- Dataset records:
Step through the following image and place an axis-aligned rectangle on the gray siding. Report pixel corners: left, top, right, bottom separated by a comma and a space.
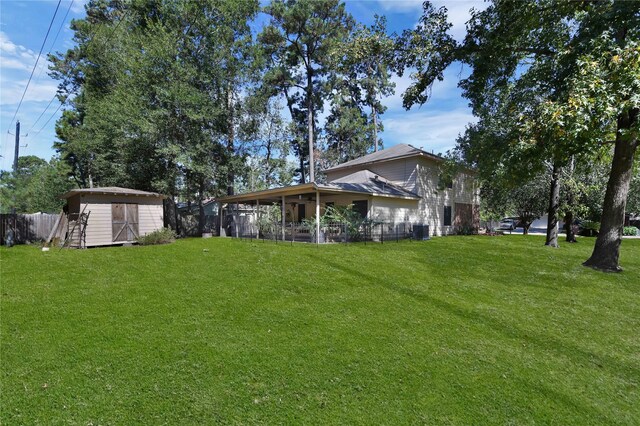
326, 154, 479, 236
80, 194, 164, 246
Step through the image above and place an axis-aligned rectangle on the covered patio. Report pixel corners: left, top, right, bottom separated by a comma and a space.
218, 175, 420, 243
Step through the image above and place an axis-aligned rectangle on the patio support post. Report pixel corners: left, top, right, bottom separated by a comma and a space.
256, 199, 260, 240
315, 190, 320, 244
281, 196, 285, 241
234, 202, 239, 238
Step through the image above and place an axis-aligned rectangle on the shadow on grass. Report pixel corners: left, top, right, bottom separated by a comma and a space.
314, 254, 638, 387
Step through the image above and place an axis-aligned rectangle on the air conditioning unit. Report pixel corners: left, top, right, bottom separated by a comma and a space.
412, 224, 430, 240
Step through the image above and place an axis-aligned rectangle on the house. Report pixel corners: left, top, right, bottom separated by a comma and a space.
59, 187, 165, 247
176, 198, 218, 215
218, 144, 480, 242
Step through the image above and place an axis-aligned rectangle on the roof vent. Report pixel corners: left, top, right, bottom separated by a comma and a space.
374, 175, 379, 181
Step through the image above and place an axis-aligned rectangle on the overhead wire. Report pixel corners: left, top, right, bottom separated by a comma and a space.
5, 0, 62, 133
29, 6, 131, 138
27, 0, 76, 135
33, 0, 75, 86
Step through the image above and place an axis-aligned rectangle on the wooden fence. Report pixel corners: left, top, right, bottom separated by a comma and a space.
0, 213, 59, 245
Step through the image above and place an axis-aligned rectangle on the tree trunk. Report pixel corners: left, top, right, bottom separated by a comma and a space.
226, 87, 235, 196
307, 67, 315, 183
372, 103, 378, 152
545, 163, 561, 247
584, 109, 638, 271
564, 211, 577, 243
298, 155, 306, 184
172, 195, 181, 237
197, 179, 205, 236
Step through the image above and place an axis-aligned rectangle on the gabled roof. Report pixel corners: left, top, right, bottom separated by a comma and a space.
325, 144, 445, 173
61, 186, 165, 199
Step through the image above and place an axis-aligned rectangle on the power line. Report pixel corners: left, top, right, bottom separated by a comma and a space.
26, 0, 75, 135
33, 0, 75, 87
30, 7, 131, 138
5, 0, 62, 132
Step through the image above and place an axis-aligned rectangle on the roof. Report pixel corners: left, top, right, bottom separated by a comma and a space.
61, 186, 165, 199
322, 169, 419, 199
324, 144, 445, 173
218, 171, 420, 204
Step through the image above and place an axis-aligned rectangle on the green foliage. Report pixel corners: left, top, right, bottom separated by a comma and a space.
626, 164, 640, 214
623, 226, 638, 236
2, 238, 639, 423
0, 156, 75, 213
580, 220, 601, 237
310, 204, 369, 241
325, 16, 397, 164
259, 0, 354, 182
395, 2, 457, 109
136, 227, 176, 245
51, 0, 260, 203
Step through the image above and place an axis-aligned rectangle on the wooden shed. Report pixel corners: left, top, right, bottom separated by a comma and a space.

- Work item:
Copy the records exactly. Skip the images.

- Solution:
Step through the following image and place an axis-aligned rectangle on the gray siding. Report pixel corners: left, top, right, bottom separated by a comma and a space.
326, 154, 479, 236
80, 194, 164, 246
Step through the image above and place an axis-aligned rectangle on the covered patio. Report pixel corners: left, top, right, bottom separated by a comma and a space.
218, 175, 420, 243
Step through the image above and place an axis-aligned rectangle on the patio support post. Report pixel corners: left, top, right, bottom separated by a comma and a space.
256, 199, 260, 240
315, 190, 320, 244
281, 196, 285, 241
234, 202, 239, 238
Step through the image above and place an axis-aligned rectangle on the shadow on grass. Report pixel corners: left, top, right, bottom separated by a comma and a space.
314, 254, 638, 387
Step through the image above and place an axis-aligned rectangle on the air conditioning unit. Report pixel corners: left, top, right, bottom separated by a comma and a space.
412, 224, 430, 240
Step through the image above and place an axis-aligned rectangle on the house. Report pixel corners: left, top, right, bottom separated by a comma and a space.
59, 187, 165, 247
176, 198, 218, 215
218, 144, 480, 242
Step through the image above and place an axis-aligned rectangle on the roof vent. Report pixel corners: left, top, right, bottom separated by a comma and a space.
374, 175, 379, 181
Step through the image above and place an axis-aligned rectangle on the overhead wire. Report pixel corners: left, top, right, bottom separated by a comma and a space.
5, 0, 62, 133
29, 6, 131, 138
27, 0, 76, 135
33, 0, 75, 86
Step through the image above and place an axis-aligned rectangle on the wooden fence. Report pixel corners: left, top, right, bottom separated by a comma and a space.
0, 213, 59, 245
Step through the image above and place an axis-aligned rectangle on the tree trunk. Report pixel corners: left, top, right, bottom separated by a comma and a space.
226, 87, 235, 196
307, 67, 315, 183
372, 103, 378, 152
545, 163, 561, 247
584, 109, 638, 271
564, 211, 577, 243
298, 155, 306, 184
172, 195, 181, 237
197, 179, 205, 236
Step through the image above and place an axis-aligned rectangle on the gabled roof. Report pixel corners: left, top, right, bottom separated by a comma and a space.
325, 144, 445, 173
61, 186, 165, 199
Step through the image above and place an axis-aligned rectangle on the power line. Report pixel corners: left, top, right, bottom separated by a comma and a space.
26, 0, 75, 135
33, 0, 75, 87
30, 7, 131, 138
5, 0, 62, 132
Step through the image above and place an axis-aligned rectangle on the roof. Report pixel corners: left, top, right, bottom separated by a comma and a space.
61, 186, 165, 199
322, 169, 419, 199
324, 144, 445, 173
218, 171, 420, 204
Step through the image above and place an axis-aligned rectangle on the green foliage. Report pixel corners: left, top, right, bottom separated by a comma and a space.
626, 164, 640, 214
623, 226, 638, 236
2, 238, 639, 423
0, 156, 75, 213
580, 220, 601, 237
310, 204, 369, 241
325, 16, 397, 164
259, 0, 354, 182
395, 2, 457, 109
136, 227, 176, 245
51, 0, 260, 203
Step through the image above and place an axis-aligned rectangle on the wooden shed. Report pixel corners: left, top, right, bottom separated by a comma and a space.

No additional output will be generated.